YOUR INSTRUCTIONS: Among the entries that follow, the required portion opens with the line containing "column 125, row 65" and closes with the line containing "column 86, row 17". Give that portion again exactly, and nothing else.

Image point grounding data
************

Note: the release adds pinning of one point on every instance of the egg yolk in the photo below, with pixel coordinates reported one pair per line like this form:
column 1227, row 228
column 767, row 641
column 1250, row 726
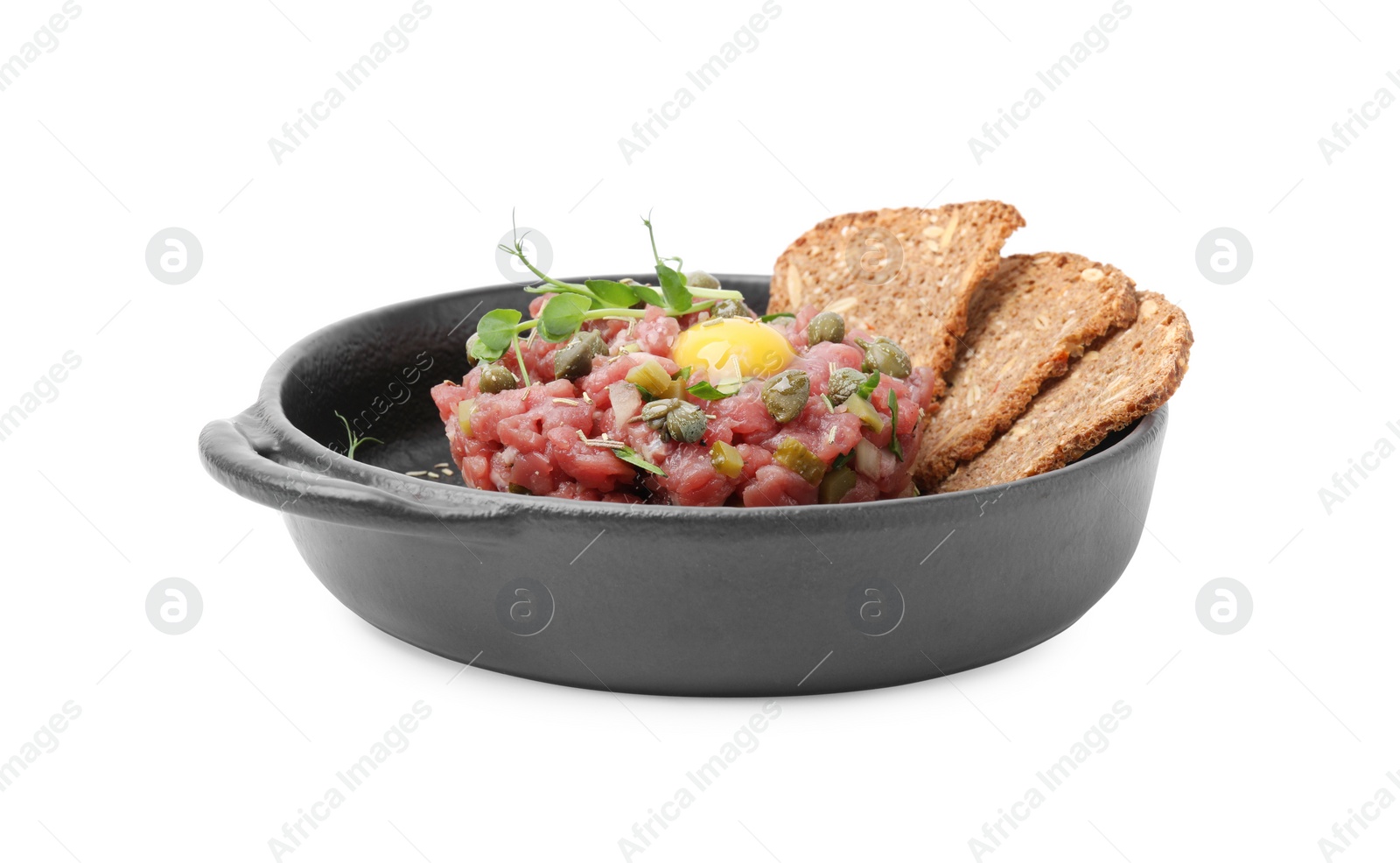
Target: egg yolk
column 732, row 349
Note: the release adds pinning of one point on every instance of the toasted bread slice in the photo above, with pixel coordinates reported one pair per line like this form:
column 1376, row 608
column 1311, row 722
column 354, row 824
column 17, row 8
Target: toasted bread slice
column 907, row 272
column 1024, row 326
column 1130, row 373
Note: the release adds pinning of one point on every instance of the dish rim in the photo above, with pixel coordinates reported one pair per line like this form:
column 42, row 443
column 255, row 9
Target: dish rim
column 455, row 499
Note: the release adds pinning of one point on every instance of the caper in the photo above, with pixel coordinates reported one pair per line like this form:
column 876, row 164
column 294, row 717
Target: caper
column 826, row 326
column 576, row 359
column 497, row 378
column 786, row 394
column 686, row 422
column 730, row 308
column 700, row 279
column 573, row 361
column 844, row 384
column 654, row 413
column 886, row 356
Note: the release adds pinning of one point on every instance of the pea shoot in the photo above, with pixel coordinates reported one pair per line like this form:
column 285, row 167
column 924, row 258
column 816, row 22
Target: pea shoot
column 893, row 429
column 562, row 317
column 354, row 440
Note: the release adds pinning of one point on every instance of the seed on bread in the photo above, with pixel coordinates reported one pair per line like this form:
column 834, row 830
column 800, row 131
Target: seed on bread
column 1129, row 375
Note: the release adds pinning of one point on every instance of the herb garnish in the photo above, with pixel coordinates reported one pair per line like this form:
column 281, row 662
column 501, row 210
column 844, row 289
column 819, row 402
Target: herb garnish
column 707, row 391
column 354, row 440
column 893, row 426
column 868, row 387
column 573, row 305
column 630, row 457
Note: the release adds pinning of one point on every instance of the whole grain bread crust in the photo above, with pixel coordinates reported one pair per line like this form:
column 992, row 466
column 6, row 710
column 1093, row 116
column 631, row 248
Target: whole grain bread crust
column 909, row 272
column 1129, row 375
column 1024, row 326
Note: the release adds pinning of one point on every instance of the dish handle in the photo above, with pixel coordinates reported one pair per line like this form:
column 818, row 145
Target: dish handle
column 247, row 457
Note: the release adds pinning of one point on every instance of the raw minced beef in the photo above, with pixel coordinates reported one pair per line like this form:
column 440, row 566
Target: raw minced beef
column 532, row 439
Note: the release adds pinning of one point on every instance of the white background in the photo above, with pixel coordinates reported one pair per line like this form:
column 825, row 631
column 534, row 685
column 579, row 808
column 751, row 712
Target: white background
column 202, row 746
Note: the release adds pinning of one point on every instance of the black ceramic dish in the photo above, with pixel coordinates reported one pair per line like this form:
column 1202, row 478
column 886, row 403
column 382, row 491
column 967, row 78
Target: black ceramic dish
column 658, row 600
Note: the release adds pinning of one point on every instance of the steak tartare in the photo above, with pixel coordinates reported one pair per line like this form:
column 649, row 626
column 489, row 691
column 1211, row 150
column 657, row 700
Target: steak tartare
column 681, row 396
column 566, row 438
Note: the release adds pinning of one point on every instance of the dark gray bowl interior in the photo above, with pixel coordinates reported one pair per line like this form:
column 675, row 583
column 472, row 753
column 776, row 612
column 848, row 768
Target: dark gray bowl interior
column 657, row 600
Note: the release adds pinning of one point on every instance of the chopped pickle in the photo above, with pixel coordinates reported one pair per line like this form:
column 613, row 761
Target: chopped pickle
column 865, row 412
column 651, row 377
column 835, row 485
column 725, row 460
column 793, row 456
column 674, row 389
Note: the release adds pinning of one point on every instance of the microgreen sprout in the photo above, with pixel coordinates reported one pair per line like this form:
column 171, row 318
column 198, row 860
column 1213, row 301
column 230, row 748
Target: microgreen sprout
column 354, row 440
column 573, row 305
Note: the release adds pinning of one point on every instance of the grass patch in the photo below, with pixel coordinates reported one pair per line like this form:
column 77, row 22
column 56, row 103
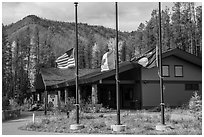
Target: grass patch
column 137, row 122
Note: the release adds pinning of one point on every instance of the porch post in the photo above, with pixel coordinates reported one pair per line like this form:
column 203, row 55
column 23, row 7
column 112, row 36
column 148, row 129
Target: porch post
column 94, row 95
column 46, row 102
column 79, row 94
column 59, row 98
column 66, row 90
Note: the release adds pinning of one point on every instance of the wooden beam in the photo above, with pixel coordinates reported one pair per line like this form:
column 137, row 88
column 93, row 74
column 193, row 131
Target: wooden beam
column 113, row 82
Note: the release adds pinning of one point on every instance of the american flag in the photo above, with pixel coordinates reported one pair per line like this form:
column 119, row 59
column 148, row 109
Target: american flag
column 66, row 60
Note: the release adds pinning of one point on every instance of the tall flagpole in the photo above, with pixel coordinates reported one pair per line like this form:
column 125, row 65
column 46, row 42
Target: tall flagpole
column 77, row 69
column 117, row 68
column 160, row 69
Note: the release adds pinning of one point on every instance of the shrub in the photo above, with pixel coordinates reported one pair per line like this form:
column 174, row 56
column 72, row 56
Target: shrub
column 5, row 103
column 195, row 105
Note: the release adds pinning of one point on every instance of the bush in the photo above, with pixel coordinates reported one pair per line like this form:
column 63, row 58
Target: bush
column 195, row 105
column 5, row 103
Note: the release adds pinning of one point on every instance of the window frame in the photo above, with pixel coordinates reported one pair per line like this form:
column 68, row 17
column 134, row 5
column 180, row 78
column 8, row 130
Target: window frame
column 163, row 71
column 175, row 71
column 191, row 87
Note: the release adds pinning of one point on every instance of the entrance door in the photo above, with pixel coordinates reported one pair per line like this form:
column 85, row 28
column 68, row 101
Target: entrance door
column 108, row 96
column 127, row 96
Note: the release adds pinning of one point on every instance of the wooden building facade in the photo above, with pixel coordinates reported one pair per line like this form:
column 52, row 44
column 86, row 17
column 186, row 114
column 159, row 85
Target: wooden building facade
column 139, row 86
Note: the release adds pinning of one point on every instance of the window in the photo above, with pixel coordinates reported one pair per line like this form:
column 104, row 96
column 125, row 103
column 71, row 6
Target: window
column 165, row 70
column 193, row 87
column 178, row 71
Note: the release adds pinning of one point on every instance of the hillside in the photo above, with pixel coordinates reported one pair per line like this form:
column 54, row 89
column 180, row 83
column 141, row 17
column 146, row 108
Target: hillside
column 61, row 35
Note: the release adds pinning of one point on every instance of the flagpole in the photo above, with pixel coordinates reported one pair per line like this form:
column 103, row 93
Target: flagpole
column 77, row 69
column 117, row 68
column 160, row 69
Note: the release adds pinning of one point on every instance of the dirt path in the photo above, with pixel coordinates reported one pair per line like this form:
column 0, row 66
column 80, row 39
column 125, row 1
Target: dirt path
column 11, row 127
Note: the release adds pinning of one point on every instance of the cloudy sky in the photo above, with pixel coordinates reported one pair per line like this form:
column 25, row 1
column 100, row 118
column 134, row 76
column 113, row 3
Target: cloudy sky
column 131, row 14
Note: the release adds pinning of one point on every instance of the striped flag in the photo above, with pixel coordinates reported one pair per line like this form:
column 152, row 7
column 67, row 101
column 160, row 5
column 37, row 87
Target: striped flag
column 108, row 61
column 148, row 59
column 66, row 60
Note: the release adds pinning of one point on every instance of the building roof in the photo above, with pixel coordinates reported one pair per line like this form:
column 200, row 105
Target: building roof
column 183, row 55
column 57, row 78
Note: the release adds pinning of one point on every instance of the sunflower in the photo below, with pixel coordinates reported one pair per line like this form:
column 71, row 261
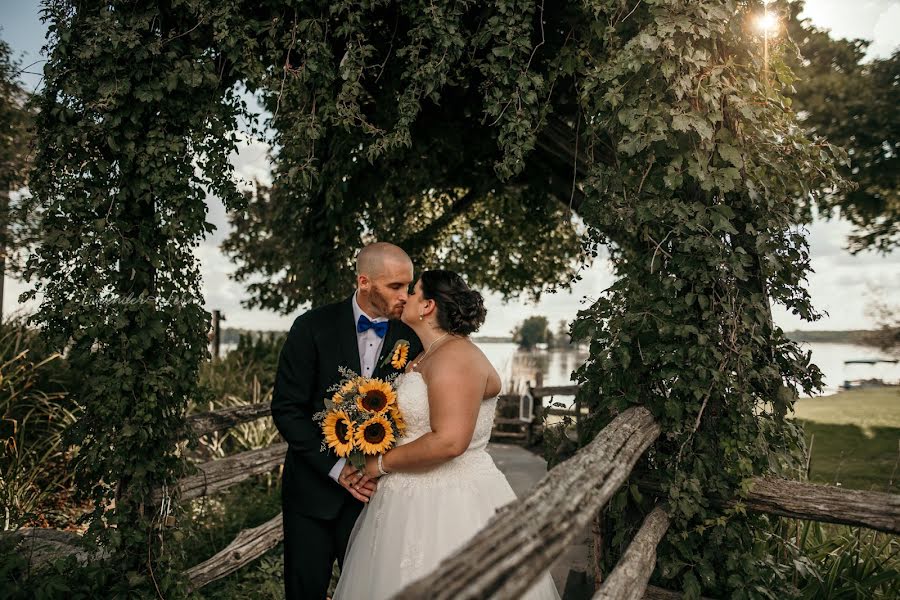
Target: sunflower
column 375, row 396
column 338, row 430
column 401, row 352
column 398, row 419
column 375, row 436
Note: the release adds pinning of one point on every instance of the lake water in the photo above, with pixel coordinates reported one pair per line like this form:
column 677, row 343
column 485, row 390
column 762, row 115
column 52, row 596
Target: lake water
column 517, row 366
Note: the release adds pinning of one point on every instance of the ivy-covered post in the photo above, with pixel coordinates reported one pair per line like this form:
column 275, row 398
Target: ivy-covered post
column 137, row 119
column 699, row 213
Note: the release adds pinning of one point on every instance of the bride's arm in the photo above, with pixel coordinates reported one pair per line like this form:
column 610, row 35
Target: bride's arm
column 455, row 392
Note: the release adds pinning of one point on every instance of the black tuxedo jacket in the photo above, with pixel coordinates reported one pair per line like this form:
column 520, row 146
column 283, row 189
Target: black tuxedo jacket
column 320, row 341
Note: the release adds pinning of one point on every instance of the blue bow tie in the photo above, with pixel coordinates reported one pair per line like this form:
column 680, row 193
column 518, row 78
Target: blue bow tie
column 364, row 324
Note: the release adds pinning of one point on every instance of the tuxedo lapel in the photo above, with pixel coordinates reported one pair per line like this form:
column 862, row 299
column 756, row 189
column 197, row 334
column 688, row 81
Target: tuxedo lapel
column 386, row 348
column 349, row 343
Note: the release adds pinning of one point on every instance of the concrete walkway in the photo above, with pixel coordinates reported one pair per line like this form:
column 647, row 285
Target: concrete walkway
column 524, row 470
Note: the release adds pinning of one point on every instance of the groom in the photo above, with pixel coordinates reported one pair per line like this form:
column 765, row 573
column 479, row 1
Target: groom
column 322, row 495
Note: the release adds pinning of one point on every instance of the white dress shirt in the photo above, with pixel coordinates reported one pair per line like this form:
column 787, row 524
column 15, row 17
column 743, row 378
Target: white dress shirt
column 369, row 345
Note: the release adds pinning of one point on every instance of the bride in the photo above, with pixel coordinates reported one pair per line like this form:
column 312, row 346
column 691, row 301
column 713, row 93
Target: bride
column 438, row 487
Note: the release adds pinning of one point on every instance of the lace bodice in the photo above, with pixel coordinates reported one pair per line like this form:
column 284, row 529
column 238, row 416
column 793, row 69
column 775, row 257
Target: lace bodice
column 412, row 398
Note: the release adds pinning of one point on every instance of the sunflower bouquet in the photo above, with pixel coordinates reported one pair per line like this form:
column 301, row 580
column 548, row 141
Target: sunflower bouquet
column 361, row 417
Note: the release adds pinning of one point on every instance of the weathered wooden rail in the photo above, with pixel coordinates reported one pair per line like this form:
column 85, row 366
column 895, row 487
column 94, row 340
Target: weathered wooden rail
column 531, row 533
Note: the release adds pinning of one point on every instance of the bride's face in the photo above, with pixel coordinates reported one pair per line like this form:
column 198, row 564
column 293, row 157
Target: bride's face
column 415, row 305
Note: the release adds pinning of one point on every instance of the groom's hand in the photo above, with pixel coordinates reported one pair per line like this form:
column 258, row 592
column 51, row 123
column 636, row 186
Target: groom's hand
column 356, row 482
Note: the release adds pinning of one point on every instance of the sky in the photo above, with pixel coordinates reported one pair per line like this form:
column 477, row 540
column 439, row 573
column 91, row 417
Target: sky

************

EXERCISE SOLUTION:
column 125, row 65
column 46, row 42
Target: tall flagpole
column 77, row 69
column 117, row 68
column 160, row 69
Note: the release adds pinning of one point on every instance of the shrub in the photo above, with pixel coordinates reported one pair per line like this form:
column 174, row 56
column 72, row 56
Target: shrub
column 5, row 103
column 195, row 105
Note: the release adds pinning of one point on every instance of the bush in the photo above, with pixel coordinates reported one pair per line like this form:
column 63, row 58
Target: bush
column 195, row 105
column 5, row 103
Note: the release adds pinning of one point on every instance of the window frame in the photo above, with pixel coordinates reported one pair per line like this form:
column 68, row 17
column 134, row 5
column 180, row 78
column 8, row 130
Target: window frame
column 163, row 71
column 175, row 71
column 191, row 87
Note: the release adds pinning of one point on every instance of the entrance door in the photo above, with pixel coordinates reported one pair per line like this form:
column 85, row 28
column 68, row 101
Target: entrance door
column 108, row 96
column 127, row 96
Note: the release adds pinning of one point on every instance of the wooden building facade in the photo above, with pixel coordinates reported one pair per line like this form:
column 52, row 44
column 86, row 17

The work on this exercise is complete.